Say how many lines in the records below contain the string "blue". Case counts, so match capitals exactly, and reply with the number alone.

* **Records for processing**:
** Start **

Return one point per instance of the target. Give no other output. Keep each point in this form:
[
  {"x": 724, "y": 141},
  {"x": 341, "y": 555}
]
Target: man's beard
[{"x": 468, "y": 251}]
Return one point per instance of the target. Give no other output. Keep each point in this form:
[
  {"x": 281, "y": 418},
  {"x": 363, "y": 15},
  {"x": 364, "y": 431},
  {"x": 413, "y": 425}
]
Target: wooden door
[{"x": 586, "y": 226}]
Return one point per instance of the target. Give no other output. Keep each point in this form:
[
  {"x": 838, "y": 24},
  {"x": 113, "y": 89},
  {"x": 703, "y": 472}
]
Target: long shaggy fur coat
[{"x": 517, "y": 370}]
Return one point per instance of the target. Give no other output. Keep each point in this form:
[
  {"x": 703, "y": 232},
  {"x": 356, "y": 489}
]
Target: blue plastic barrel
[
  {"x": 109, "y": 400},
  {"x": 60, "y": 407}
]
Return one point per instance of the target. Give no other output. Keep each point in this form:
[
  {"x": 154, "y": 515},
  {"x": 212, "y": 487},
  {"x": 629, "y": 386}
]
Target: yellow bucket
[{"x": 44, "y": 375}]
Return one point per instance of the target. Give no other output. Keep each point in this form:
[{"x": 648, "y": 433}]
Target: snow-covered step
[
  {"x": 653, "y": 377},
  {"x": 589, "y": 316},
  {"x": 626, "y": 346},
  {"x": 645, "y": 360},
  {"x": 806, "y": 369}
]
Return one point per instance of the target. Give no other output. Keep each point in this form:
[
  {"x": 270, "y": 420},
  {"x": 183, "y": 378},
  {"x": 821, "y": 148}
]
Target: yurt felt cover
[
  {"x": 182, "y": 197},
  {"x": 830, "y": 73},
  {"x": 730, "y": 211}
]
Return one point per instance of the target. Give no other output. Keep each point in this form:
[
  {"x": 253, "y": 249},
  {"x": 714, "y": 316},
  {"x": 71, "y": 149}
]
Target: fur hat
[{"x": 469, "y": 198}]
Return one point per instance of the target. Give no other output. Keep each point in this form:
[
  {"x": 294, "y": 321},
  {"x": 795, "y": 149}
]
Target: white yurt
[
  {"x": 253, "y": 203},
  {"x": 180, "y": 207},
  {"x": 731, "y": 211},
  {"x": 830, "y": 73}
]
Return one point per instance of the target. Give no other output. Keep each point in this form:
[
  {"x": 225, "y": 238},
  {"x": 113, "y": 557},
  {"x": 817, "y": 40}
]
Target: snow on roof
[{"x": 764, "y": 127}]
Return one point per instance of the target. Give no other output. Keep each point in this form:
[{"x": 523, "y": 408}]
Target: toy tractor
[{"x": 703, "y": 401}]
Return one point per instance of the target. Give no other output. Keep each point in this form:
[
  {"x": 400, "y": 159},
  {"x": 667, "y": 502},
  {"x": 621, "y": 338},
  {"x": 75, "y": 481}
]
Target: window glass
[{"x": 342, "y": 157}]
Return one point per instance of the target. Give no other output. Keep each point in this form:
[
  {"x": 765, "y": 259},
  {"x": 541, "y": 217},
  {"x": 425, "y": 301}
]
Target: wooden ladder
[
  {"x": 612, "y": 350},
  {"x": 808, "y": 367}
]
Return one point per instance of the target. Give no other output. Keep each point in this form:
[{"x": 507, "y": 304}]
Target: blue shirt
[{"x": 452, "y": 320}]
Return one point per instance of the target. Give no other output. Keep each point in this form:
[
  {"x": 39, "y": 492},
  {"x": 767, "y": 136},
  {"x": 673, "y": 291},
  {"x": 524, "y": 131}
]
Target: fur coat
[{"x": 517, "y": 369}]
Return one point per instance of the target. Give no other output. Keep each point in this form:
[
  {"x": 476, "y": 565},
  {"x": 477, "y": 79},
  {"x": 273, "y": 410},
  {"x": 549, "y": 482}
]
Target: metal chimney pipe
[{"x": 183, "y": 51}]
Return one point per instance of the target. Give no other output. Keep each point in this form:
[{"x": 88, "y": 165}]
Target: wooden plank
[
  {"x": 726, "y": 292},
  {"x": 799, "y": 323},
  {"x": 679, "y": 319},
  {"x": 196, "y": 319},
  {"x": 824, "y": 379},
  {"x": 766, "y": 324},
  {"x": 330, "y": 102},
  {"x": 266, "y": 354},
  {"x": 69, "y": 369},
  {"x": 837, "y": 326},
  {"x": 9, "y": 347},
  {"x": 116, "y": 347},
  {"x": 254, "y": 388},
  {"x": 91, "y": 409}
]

** End **

* **Reply**: 2